*** TEXT PASSAGE Section Begins ***

SEOUL — South Korea’s Constitutional Court upheld a ban on tattooing on Thursday, in a decision that frustrated many of the country’s tattoo artists and ink lovers.
For years, tattooists have sought to challenge a law allowing only medical professionals to perform the procedure, saying it effectively turns them into criminals.
But the court ruled in a 5-4 vote that the legislation was constitutional, confirming South Korea as the only developed nation where tattoo artists’ work is illegal. The verdict said tattoo artists lack the medical qualifications to properly treat their customers before and after the procedure.
A union of some 650 tattooists has condemned the ruling.
“It’s almost a joke, farcical enough to make people laugh,” said union head and tattoo artist Kim Do-yoon, better known as Doy, who has inked K-pop stars and Hollywood celebrities including Brad Pitt and Lily Collins.
“It’s a way more pathetic sentencing than we expected it would be,” Kim told VICE World News. “They’ve convinced no one that tattooing is a medical activity. Nobody thinks that way.”
The works of Doy, a renowned Korean tattoo artist. Photo: Courtesy of Doy
At least six artists have been sentenced to prison, usually for two years, since April last year, according to a survey carried out by the union. Kim was himself handed a $4,100 fine in December after a YouTube video of him tattooing a Korean actor went viral. He has vowed to fight the penalty.

*** TEXT PASSAGE Section Ends ***

(DIRECTIONS)
a) Summarize the article on South Korea's tattooing ban in two sentences.
b) Resume the article on South Korea's tattooing ban, picking up right after its final sentence.
The entries after this article are separate material and have no connection to it.

*** GIVEN INFORMATION Section Begins ***

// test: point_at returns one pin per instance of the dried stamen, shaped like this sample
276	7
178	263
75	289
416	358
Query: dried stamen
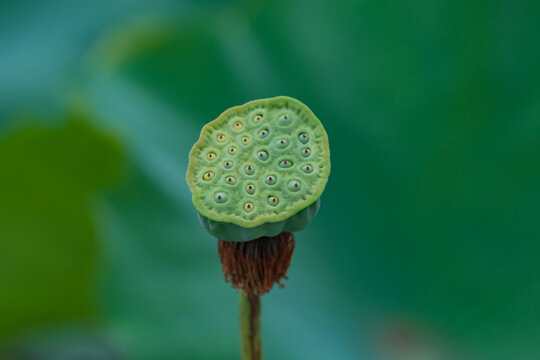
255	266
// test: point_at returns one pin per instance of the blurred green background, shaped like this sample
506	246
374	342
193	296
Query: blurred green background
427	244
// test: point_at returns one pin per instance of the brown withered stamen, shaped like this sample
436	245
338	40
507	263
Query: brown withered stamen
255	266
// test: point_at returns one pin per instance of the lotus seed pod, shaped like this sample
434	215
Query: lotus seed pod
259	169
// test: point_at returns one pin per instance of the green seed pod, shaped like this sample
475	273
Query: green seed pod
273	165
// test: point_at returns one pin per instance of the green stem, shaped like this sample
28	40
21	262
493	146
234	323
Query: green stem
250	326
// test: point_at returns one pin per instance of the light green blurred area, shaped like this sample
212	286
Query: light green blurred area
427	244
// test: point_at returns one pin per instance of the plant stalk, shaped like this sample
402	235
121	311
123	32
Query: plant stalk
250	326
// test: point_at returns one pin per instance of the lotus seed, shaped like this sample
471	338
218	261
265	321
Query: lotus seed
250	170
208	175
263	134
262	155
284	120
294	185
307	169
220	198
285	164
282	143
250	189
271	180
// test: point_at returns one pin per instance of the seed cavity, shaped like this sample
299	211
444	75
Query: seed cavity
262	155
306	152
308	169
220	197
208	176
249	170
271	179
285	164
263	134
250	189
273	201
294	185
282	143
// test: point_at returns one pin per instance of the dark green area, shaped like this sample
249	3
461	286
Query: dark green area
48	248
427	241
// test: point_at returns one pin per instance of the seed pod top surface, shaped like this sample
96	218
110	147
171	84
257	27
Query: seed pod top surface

*** GIVEN INFORMATION Section Ends ***
*** GIVEN INFORMATION Section Begins ***

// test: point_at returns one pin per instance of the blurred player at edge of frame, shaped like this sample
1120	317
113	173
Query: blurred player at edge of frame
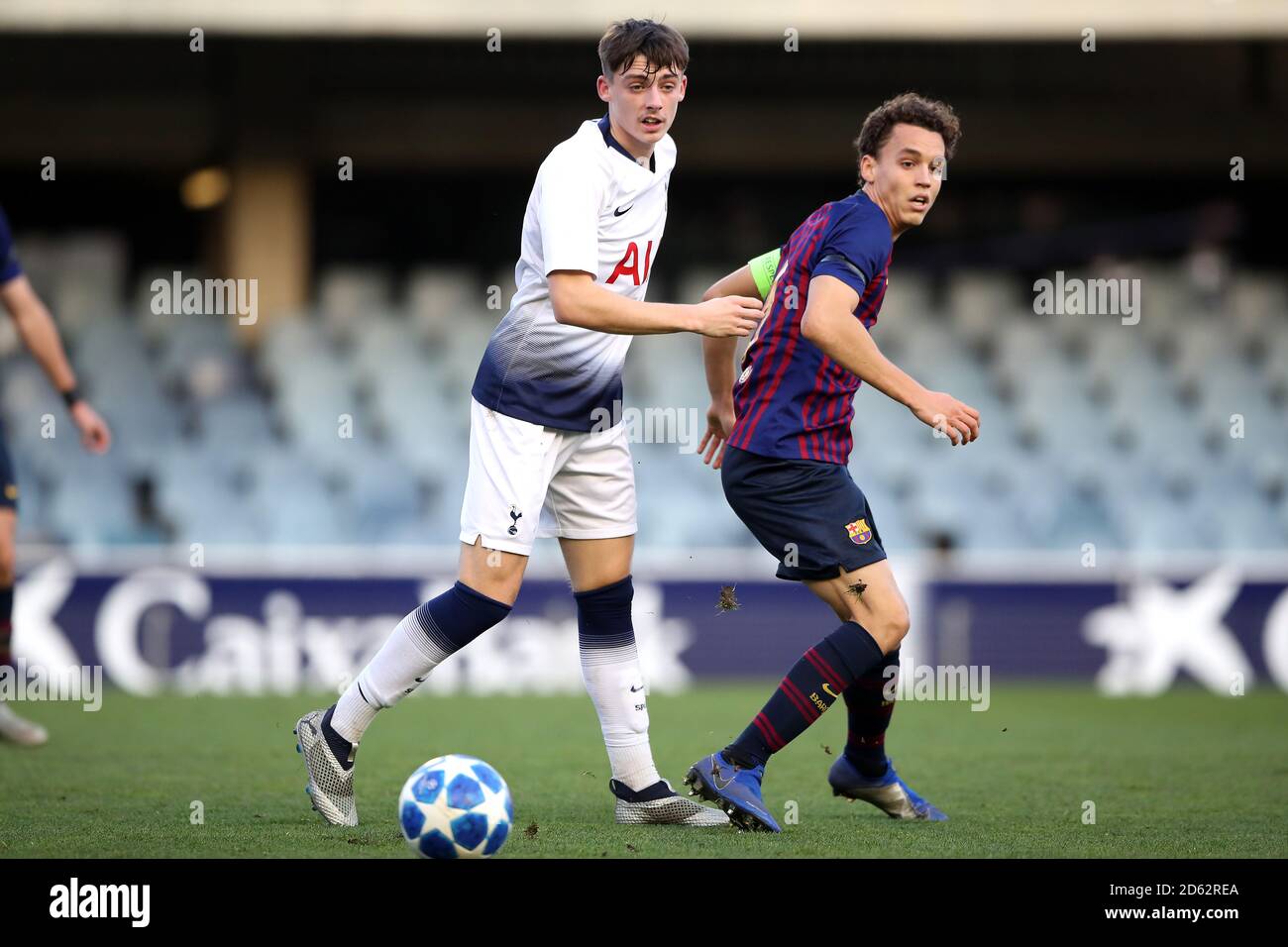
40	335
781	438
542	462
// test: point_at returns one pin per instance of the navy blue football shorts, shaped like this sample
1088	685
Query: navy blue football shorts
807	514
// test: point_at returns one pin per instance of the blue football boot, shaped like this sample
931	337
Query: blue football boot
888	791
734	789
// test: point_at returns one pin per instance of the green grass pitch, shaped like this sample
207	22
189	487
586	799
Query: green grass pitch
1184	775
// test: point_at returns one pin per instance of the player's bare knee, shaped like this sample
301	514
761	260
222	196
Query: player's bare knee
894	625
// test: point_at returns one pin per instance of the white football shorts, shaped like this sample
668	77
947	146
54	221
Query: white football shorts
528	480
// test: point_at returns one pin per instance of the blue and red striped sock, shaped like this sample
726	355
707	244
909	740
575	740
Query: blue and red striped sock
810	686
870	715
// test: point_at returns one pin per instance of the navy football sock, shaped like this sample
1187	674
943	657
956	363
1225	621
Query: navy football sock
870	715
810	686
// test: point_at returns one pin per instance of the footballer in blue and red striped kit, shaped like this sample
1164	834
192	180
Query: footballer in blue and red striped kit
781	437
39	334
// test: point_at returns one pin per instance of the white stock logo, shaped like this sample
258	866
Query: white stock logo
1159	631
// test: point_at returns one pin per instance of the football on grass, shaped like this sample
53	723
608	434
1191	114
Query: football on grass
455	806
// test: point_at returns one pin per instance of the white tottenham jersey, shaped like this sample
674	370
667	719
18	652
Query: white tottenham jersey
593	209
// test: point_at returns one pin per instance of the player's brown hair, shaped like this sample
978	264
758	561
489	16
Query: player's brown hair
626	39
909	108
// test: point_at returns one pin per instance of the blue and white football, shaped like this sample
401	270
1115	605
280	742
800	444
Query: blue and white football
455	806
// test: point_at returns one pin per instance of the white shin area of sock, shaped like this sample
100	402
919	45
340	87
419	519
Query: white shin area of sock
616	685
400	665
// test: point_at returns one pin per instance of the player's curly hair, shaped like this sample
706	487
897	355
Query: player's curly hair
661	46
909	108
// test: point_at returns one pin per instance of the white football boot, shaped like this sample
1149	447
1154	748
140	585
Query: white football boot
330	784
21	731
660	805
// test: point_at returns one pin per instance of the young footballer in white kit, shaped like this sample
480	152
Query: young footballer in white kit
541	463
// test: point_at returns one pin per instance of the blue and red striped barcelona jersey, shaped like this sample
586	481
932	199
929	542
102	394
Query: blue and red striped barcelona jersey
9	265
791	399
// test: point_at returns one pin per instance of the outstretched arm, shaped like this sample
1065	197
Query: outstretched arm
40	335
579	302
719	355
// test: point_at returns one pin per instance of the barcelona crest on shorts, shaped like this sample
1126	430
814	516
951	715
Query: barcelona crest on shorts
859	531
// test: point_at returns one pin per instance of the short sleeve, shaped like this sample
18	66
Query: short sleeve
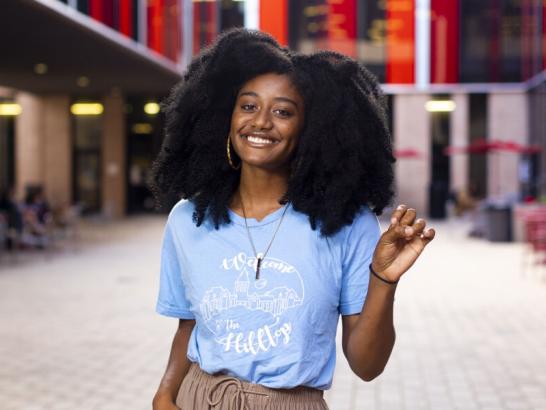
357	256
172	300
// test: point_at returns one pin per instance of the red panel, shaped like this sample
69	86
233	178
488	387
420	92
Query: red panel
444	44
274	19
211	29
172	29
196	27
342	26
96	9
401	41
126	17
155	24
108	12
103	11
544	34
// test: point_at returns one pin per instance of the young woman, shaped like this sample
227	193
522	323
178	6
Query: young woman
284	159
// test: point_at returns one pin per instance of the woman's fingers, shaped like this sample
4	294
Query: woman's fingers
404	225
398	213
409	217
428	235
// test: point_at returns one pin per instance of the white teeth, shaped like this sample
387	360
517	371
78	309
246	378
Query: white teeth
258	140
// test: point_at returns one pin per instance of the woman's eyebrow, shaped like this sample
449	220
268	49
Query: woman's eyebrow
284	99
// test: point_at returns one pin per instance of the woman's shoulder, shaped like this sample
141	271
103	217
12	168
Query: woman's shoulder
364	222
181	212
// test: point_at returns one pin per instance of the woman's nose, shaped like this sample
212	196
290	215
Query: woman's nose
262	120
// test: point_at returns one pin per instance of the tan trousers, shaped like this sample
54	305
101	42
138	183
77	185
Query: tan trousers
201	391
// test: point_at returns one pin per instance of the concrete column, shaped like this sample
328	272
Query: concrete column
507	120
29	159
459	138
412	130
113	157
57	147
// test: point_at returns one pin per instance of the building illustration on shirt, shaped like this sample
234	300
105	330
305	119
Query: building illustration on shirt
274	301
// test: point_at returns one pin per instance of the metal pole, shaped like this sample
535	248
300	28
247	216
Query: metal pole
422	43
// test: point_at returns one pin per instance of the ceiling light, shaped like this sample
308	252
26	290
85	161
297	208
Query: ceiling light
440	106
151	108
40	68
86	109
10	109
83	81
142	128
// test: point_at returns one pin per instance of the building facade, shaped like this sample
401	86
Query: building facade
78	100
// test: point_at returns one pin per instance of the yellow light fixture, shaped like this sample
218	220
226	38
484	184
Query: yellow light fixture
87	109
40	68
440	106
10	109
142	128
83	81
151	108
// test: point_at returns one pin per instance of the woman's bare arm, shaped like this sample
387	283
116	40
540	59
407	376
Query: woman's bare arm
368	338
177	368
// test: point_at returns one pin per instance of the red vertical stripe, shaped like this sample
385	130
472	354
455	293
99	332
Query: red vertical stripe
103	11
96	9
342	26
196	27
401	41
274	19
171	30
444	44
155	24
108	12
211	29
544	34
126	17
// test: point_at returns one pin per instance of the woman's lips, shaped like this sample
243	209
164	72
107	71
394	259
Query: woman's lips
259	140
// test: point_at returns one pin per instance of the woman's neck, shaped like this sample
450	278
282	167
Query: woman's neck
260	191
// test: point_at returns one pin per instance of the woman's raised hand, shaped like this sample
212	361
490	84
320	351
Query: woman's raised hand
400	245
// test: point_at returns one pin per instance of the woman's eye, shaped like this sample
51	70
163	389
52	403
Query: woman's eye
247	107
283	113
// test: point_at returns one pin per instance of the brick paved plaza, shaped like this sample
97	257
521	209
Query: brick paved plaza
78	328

*** GIVEN INFORMATION Section Ends ***

(RESPONSES BY ITEM NUMBER)
a) In a 5-4 vote, South Korea's Constitutional Court upheld a law allowing only medical professionals to tattoo, reasoning that tattoo artists lack the medical qualifications to treat customers before and after the procedure. A union of some 650 tattooists, led by Kim Do-yoon, condemned the ruling, and the union's survey found that at least six artists have been sentenced to prison since April last year.

b)
South Korean ink lovers say the country’s law on tattooing fails to catch up with the growing demand and popularity of the art, especially among young people. A Gallup Korea poll last year suggested that four in five South Koreans in their 20s supported lifting tattooing restrictions. Overall, 51 percent of respondents backed the trade, while 40 percent were against it.
“The law doesn’t reflect reality. The number of people who get tattooed is growing quickly. People want to get tattooed by tattooists, not by doctors,” Lim Bo-lan, director of the Korea Tattoo Federation, told VICE World News. She said she would organize a demonstration next month to call for the total legalization of tattooing.
Tattooing by non-medical practitioners has been illegal in South Korea since a 1992 Supreme Court decision defining tattooing as a medical service. In 2016, the nine-judge panel of the Constitutional Court upheld the ban in a 7-2 vote.
The country’s medical associations have long argued that only qualified medical professionals should carry out the procedure because it could be dangerous.
In upholding the law, the Constitutional Court said tattooing could cause infections and other complications, but Lim argued that safety could be improved by training.
There’s also taboo associated with tattoos in the country, as ink was historically used to permanently mark criminals and slaves. It later acquired a criminal connotation as gangsters openly adorned themselves with tattoos to show off their gang affiliation.
To this day, performers are required to cover up their tattoos when appearing on television. For example, BTS member Jungkook wears long sleeves and a bandage to cover up his body art on TV.
The ban on non-medical tattooists has created a thriving underground industry. At least 1 million South Koreans have tattoos, according to the Korea Tattoo Association.
Lim said that even some medical clinics secretly hired tattooists to carry out the procedure for them.
“Doctors can’t do art and don’t want to do it either,” she said.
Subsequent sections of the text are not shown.